(Task instructions)
A: In the kale passage, copy the wording from "Best yet, growing" up to and including "color to foods." without any changes.
B: According to the kale passage, why can gardeners keep harvesting a kale plant after it bolts? Explain in one to three sentences.

(Selected passage)
#####

Kale has received a lot of hype in the last several years. In fact, it’s safe to say that kale has had something of a recent revolution in the foodie world. It has gained its popular reputation as a super food, diet craze, and a millennial generation obsession second only to avocados. But kale is more than just a garnish or the latest fad in the food industry. The luscious, distinct leaves, crispy textures, and seemingly endless varieties make kale a plant worthy of growing in any garden.
Best yet, growing kale is easy. As a cool weather crop, kale can grow and thrive during months of the year where the garden isn’t producing much. Some varieties can even survive even under a bed of snow. Plus, every part of the kale plant is edible. So even once the plant bolts (producing flowers and begins to make seeds) gardeners can continue to harvest leaves for meals and salads. Beautiful, yellow, edible flowers can even provide a dash of color to foods.
Growing Different Kale Varieties
There are 150 different varieties of kale out there. Each one has its own attributes, colors, tastes, and growing needs. Of these 150 varieties, there are 2 main forms (smooth and crinkly). We have grown both main forms here at our gardens, and had many wonderful successes.

#####

(Region segmentation data)
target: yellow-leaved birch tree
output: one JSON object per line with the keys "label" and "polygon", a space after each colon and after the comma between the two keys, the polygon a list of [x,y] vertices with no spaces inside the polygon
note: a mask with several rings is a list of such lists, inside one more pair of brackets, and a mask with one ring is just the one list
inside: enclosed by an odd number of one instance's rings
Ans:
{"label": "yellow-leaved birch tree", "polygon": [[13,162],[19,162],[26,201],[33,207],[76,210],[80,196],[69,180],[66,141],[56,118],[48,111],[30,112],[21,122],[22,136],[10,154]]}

#####

(In response)
A:
Best yet, growing kale is easy. As a cool weather crop, kale can grow and thrive during months of the year where the garden isn’t producing much. Some varieties can even survive even under a bed of snow. Plus, every part of the kale plant is edible. So even once the plant bolts (producing flowers and begins to make seeds) gardeners can continue to harvest leaves for meals and salads. Beautiful, yellow, edible flowers can even provide a dash of color to foods.

B: Every part of the kale plant is edible. So even after it bolts and starts producing flowers and seeds, gardeners can keep picking leaves for meals and salads. The yellow flowers are edible too and can add color to foods.